** Exercise details **
Change "in this photo" to "in this image" throughout the rows below and reproduce them otherwise unchanged, leaving out the pictures.

## begin

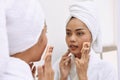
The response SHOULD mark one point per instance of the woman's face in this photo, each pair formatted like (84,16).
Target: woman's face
(76,34)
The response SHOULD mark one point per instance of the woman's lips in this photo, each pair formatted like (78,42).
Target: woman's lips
(73,47)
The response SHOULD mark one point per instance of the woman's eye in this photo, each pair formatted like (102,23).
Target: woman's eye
(80,33)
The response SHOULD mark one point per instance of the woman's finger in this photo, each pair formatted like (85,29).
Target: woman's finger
(66,54)
(40,73)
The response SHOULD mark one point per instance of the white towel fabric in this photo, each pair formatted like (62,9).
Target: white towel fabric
(86,12)
(25,20)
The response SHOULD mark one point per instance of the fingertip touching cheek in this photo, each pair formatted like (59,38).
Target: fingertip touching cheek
(76,34)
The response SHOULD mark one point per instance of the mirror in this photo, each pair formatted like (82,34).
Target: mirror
(57,13)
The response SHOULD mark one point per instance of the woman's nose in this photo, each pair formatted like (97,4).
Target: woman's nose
(73,38)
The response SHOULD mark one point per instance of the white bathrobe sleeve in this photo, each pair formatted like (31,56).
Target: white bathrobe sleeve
(4,54)
(107,72)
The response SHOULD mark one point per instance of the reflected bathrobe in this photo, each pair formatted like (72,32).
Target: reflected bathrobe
(21,23)
(97,69)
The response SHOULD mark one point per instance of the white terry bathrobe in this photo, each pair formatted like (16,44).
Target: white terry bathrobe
(97,68)
(4,53)
(24,21)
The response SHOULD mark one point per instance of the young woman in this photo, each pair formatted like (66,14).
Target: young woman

## end

** Task result **
The response SHOULD mark one point per instance of the woman's face in this image, each pair formatted like (84,16).
Target: woman's face
(76,34)
The response SHOULD mark one point per instance of the woman's lips in this image, each pair formatted like (78,42).
Target: woman's lips
(73,47)
The response SHOULD mark one point per instance of the woman's eye in this image, each pair formatted like (102,23).
Target: woman's eye
(80,33)
The response SHOULD mark one point per instance of the woman's finger in this image, each pair formatted like (85,29).
Target: woman's finger
(66,54)
(40,73)
The response SHOULD mark one point per instance of the white towel fabric in this image, each pair formatted like (62,9).
Target: white towel fabric
(86,12)
(25,20)
The response SHOULD mark one point per instance of the fingertip touching cheek in this image, each pair formatted like (59,38).
Target: fingertip touching cheek
(76,34)
The response SHOULD mark one point per instance of the mirror in this image, each pair formatted like (82,34).
Target: mirror
(57,13)
The response SHOULD mark one point per instance of the woman's nose in this image, each pair formatted like (97,4).
Target: woman's nose
(73,38)
The response SHOULD mark one point per instance of the white bathrobe sleeve in this image, each pair formatted like (31,56).
Target: white bathrobe sleeve
(4,54)
(107,72)
The response SHOULD mark one point per instance of the reflected bathrobe in this image, each pair formatted like (72,32).
Target: reflected bathrobe
(21,23)
(97,69)
The response SHOULD mark one point per instance of the white terry bathrobe in this image, each pair formatted like (16,44).
Target: white terry bathrobe
(97,68)
(4,53)
(24,21)
The response SHOULD mark one point per instance of the young woman in this image, each pair formatted like (66,14).
Target: young woman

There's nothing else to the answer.